▸ **Requirements**: Every line from the one containing "For each instance of the hazy" to the final line of the material below must be reproduced exactly; leave out all other lines.

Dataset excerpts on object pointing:
============

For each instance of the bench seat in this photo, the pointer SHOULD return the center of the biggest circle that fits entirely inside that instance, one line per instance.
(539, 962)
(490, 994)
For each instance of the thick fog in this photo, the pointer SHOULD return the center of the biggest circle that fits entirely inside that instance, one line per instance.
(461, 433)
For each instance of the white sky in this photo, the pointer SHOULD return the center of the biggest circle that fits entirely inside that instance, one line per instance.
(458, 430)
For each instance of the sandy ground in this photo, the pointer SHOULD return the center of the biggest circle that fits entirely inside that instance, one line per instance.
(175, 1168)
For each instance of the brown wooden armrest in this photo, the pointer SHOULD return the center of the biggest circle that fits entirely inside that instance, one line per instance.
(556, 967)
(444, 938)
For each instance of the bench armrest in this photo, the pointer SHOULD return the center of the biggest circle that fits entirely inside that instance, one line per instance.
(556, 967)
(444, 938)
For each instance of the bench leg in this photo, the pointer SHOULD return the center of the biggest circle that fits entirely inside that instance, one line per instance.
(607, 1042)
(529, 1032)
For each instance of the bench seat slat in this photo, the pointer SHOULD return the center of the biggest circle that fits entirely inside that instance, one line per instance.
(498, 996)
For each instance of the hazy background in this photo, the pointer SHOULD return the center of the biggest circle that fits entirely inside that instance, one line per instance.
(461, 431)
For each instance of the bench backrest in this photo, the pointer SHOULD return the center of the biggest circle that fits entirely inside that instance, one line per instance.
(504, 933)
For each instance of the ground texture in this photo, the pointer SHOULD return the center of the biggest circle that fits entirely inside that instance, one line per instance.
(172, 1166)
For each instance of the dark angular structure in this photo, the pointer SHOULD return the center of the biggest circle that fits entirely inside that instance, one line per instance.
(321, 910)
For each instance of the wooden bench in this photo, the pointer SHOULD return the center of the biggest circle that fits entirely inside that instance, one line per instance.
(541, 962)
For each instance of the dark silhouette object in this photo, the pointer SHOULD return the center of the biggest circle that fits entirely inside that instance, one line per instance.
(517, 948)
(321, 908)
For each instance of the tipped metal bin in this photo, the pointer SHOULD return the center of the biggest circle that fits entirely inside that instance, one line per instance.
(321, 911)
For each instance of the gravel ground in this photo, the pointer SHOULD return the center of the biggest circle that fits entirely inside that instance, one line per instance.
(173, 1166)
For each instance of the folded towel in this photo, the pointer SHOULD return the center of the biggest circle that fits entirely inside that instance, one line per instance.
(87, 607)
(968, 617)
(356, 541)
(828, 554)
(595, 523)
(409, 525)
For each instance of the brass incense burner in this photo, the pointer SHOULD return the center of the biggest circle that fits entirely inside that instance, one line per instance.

============

▸ **Task solution**:
For each instance of the hazy background in this photo, the pointer SHOULD return the center of the biggest circle that fits entirely inside that instance, one line per instance.
(461, 431)
For each instance of the bench backrest in this photo, the pointer SHOULD return the center of the biggest circle that fits entirely inside that instance, one line per instance.
(504, 933)
For each instance of the ground texture in this photo, the pointer SHOULD return the center of the biggest circle that fits entirely inside that instance, one line per instance.
(172, 1166)
For each instance of the dark angular structure in this photo, the pointer SHOULD return the center of the biggest circle that fits entirely inside that instance, one line per instance.
(321, 910)
For each instance of the wooden bench in this photo, the pointer SHOULD return the center of the biggest circle that fits entirely inside that instance, one line per instance.
(541, 962)
For each instance of the dark silhouette object in this photo, the pointer SHOULD return the center of the biggest circle that fits entirely inside that instance, one line per instance.
(517, 948)
(321, 908)
For each instance of the tipped metal bin in this photo, the pointer SHOULD return the center of the biggest circle that fits entirely inside that instance, one line per instance.
(321, 911)
For each instance of the gravel ground in this photo, the pointer SHOULD return the center of the biggest circle that fits entirely inside that instance, one line per instance.
(173, 1166)
For each instance of the folded towel in this photo, the pointer SHOULD return the center of the biggest circle that fits entirely inside that instance, one line per instance.
(87, 607)
(968, 617)
(356, 541)
(828, 554)
(595, 523)
(409, 525)
For each instance of the brass incense burner in this photo, the pointer SHOULD return the center of the biggest circle that fits entirely inside that instance, one line per instance.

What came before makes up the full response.